WHAT THE TASK ASKS
Compute how many lines in the data below hold the word "every", then report that number with nothing else.

(Collected data)
---*---

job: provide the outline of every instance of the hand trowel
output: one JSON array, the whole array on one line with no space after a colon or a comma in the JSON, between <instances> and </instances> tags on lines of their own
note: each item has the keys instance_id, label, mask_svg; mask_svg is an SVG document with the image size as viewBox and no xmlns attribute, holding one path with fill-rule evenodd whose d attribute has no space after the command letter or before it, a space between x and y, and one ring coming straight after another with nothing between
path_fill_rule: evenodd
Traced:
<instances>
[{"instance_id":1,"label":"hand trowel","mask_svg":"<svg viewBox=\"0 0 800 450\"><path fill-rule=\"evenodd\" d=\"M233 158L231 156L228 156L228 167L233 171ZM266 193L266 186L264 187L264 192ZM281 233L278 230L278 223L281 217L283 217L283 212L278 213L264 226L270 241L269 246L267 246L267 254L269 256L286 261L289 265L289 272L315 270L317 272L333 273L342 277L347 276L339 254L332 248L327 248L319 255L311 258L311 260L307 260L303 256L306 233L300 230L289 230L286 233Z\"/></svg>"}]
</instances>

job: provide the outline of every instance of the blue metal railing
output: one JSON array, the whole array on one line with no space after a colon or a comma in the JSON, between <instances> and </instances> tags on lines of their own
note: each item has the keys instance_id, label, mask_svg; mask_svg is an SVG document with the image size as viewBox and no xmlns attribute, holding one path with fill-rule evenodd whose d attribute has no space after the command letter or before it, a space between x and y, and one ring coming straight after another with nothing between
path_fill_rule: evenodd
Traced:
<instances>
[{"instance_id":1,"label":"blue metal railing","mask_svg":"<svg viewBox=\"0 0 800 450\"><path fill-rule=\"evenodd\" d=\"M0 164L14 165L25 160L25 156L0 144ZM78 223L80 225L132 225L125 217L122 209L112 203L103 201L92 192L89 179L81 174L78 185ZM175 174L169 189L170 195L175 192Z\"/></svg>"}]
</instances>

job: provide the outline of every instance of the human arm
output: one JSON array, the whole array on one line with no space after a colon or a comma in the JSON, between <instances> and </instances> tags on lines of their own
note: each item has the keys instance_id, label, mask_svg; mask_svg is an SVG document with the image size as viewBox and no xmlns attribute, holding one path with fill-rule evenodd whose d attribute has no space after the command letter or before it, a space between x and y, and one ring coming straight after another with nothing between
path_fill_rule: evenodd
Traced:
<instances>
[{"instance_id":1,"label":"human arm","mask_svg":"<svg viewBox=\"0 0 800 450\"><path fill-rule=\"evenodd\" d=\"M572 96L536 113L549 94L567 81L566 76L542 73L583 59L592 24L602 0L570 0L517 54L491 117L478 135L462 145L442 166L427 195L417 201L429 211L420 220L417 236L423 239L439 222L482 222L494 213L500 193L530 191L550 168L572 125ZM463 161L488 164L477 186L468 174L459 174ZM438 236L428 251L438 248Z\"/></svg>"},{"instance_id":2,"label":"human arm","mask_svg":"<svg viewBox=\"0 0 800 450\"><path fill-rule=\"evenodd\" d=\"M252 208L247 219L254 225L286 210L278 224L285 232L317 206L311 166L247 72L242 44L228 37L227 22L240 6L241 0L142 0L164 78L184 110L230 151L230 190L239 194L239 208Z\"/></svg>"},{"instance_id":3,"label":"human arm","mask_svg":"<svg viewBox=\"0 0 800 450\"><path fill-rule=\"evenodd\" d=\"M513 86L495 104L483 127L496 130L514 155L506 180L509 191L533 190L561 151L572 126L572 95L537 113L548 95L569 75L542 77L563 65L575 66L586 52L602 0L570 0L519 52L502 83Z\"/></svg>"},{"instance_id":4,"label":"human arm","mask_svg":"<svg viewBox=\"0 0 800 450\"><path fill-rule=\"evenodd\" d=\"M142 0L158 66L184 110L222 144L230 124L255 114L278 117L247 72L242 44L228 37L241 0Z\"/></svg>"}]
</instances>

---*---

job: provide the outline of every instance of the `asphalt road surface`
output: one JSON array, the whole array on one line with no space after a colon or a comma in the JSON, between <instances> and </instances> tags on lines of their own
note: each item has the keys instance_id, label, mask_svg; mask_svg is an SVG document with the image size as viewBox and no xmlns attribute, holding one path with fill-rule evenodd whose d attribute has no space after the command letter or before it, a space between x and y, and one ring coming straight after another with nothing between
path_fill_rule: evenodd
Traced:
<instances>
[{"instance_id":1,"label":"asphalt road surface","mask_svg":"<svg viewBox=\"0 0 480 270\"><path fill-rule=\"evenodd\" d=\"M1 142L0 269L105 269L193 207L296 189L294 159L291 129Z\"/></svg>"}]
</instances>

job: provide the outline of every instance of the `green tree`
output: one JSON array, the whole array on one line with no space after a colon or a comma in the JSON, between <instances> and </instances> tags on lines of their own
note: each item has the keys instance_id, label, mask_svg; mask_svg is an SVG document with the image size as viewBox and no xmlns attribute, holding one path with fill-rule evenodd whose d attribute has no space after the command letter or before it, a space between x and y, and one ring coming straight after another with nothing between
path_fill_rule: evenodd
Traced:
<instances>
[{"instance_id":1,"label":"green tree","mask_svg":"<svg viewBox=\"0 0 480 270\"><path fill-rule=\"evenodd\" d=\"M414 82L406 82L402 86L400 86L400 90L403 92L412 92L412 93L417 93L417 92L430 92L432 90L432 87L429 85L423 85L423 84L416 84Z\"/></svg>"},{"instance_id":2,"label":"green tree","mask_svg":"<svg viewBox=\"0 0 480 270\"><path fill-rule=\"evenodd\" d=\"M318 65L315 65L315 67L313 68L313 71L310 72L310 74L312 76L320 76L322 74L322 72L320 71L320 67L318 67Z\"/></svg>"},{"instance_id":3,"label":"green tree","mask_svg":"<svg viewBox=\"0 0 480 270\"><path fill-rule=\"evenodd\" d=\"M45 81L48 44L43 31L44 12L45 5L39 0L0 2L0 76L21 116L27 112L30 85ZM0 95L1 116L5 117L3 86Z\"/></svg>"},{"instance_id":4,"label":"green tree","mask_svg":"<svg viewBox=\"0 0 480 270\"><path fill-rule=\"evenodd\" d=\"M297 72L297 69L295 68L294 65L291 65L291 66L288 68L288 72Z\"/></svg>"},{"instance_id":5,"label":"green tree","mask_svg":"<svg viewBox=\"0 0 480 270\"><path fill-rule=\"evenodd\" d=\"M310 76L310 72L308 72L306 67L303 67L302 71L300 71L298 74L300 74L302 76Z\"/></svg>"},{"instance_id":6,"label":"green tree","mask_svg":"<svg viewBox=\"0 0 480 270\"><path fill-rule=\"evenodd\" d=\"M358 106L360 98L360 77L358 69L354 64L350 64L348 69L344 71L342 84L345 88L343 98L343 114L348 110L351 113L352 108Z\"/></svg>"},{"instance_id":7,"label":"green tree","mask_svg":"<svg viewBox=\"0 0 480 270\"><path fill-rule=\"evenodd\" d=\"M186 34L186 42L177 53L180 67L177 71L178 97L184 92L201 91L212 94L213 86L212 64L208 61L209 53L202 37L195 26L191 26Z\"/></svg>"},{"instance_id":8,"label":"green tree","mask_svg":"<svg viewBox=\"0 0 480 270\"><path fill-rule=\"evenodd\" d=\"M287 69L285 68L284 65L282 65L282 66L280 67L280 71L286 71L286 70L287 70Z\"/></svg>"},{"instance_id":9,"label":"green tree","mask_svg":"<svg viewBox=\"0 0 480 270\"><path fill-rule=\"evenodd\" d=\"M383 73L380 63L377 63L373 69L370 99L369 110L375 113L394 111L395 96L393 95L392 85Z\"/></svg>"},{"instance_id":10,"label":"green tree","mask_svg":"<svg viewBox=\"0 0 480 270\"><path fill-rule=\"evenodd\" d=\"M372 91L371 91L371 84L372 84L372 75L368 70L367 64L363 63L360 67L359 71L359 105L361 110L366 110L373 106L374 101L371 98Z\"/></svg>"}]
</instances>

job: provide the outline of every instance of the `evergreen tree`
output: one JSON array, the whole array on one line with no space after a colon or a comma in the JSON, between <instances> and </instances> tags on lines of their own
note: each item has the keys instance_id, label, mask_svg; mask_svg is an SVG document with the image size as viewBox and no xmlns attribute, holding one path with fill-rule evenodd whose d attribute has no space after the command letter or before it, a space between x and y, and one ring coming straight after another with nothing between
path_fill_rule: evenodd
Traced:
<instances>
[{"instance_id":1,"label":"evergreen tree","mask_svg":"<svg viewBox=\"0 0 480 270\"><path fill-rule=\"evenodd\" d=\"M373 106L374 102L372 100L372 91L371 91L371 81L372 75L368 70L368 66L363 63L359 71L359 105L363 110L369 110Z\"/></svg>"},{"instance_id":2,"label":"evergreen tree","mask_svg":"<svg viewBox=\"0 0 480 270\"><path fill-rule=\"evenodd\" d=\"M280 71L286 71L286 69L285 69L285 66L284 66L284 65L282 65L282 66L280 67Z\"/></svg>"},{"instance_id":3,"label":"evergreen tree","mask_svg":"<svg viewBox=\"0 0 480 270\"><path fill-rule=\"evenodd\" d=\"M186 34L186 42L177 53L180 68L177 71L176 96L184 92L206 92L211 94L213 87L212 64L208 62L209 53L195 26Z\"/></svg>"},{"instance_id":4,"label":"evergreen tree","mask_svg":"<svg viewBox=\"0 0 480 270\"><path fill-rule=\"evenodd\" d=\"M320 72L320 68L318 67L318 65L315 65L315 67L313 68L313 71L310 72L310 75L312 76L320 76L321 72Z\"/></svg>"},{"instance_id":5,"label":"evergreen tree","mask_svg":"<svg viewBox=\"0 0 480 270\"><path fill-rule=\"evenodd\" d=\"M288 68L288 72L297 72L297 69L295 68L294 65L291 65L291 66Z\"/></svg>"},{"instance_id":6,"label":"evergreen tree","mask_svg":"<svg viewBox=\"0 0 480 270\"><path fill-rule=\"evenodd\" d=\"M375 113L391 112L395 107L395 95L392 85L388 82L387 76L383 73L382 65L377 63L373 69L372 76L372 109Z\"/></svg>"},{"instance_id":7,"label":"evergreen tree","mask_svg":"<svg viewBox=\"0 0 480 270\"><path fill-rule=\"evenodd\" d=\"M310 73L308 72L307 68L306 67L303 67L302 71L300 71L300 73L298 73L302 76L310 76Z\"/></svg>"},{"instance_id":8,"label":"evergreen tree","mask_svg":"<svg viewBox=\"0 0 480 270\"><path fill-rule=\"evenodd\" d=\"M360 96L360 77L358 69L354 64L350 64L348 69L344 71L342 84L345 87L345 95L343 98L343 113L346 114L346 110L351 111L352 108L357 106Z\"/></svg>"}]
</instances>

---*---

EXERCISE RESPONSE
6